====== Document excerpt

June 2023 / MARKETS & ECONOMY
Asset Allocation in an Uncertain Environment
High yield bonds could offer an attractive risk/reward trade-off
Key Insights
- Despite lingering economic headwinds, “the most anticipated recession ever” has, so far, failed to materialize.
- In an environment of economic resilience amid an uncertain outlook, we believe high yield bonds offer an attractive risk/reward trade-off.
Many investors were bracing for a recession in 2022 as they muddled through an array of challenges, including runaway inflation, an extremely hawkish Federal Reserve, geopolitical turmoil, and rapidly deteriorating economic data.
Despite these headwinds, the U.S. economy has remained surprisingly resilient, and the widely anticipated recession has not yet come to pass. The breakdown in the normal relationship between the year-over-year changes in the Conference Board’s Leading Economic Index and its Coincident Economic Index captures this unusual dynamic (Figure 1).
The leading index is designed to gauge how the economy might behave in the next three to four months. Typically, when this forward-looking indicator deteriorates, the coincident index, which reflects current economic conditions, follows the same trajectory within a few months. This time has been different. While the leading index has been falling sharply since July 2022, the coincident index has remained stubbornly positive.
The U.S. Economy Has Been Resilient
(Fig. 1) Leading indicators vs. coincident indicators
Key factors that have supported the economy remain in play. U.S. consumers still have excess savings to spend. They have also benefited from falling inflation—especially in energy costs—and low unemployment. Manufacturing activity also appears to be stabilizing, as bloated inventories have declined to normal levels. Further, despite elevated mortgage rates, housing construction is picking up in response to low supply.

============
====== Task input

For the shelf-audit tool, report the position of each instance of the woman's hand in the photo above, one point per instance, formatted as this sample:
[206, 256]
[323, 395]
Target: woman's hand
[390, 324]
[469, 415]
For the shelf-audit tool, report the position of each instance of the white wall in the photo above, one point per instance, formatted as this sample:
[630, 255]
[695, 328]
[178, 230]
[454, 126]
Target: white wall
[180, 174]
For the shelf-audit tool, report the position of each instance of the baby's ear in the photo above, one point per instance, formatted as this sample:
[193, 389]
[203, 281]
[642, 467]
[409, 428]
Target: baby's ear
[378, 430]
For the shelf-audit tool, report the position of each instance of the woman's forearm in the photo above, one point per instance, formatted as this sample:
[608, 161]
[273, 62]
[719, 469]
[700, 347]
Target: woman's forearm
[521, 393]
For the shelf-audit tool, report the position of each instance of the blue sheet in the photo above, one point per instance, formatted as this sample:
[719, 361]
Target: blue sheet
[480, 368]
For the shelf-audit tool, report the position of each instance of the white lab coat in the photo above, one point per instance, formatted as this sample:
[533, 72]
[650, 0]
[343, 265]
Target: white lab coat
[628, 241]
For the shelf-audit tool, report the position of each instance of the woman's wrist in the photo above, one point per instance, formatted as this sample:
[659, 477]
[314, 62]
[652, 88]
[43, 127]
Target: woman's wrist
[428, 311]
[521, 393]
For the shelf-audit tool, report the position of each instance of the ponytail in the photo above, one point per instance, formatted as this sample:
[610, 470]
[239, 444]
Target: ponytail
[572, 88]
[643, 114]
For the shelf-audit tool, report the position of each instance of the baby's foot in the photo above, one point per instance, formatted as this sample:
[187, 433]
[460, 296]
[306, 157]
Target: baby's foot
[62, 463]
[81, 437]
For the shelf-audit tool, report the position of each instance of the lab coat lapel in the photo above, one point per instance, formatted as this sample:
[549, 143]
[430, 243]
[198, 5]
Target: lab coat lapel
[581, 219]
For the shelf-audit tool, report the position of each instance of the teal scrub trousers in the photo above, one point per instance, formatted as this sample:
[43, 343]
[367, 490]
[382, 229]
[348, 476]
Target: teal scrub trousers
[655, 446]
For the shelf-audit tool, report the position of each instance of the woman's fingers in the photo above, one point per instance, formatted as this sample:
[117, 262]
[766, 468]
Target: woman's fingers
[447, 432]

============

→ **Set of tasks**
1. Rewrite the rows from the line containing "the white lab" through the end of the rows, changing "ponytail" to "braid" and leaving everything else unchanged.
2. Continue the article on asset allocation in an uncertain environment, picking up after its final paragraph.

→ **Final results**
1.
For the shelf-audit tool, report the position of each instance of the white lab coat in the photo above, one point per instance, formatted as this sample:
[533, 72]
[650, 0]
[343, 265]
Target: white lab coat
[628, 241]
For the shelf-audit tool, report the position of each instance of the woman's wrist in the photo above, one point per instance, formatted as this sample:
[659, 477]
[314, 62]
[652, 88]
[43, 127]
Target: woman's wrist
[428, 311]
[521, 393]
For the shelf-audit tool, report the position of each instance of the braid in the photo above, one point per instance, formatted as this sample:
[610, 470]
[239, 444]
Target: braid
[572, 88]
[643, 114]
For the shelf-audit tool, report the position of each instance of the baby's foot in the photo above, one point per instance, formatted as this sample:
[187, 433]
[460, 296]
[306, 157]
Target: baby's foot
[62, 463]
[81, 437]
For the shelf-audit tool, report the position of each instance of the lab coat lapel in the photo above, one point per instance, formatted as this sample:
[549, 143]
[430, 243]
[198, 5]
Target: lab coat lapel
[581, 219]
For the shelf-audit tool, report the position of each instance of the teal scrub trousers in the photo above, one point per instance, formatted as this sample:
[43, 343]
[367, 490]
[382, 229]
[348, 476]
Target: teal scrub trousers
[655, 446]
For the shelf-audit tool, report the position of each instance of the woman's fingers in the photo above, one point per instance, formatted as this sample:
[117, 262]
[766, 468]
Target: woman's fingers
[447, 432]

2.
Still, caution is warranted. The lagged effects of higher interest rates and tighter bank credit conditions could weigh meaningfully on economic activity. In this uncertain environment, the healthy yield offered by high yield bonds could provide a buffer for investors (Figure 2).
High yield bonds tend to be sensitive to economic events. However, they currently offer attractive yields, and active security selection could help to identify issuers with elevated interest coverage ratios and low leverage ratios that might suffer less in a recessionary scenario. As a result, our Asset Allocation Committee is overweight to high yield bonds. We believe the asset class offers an attractive risk/reward trade-off in the current environment.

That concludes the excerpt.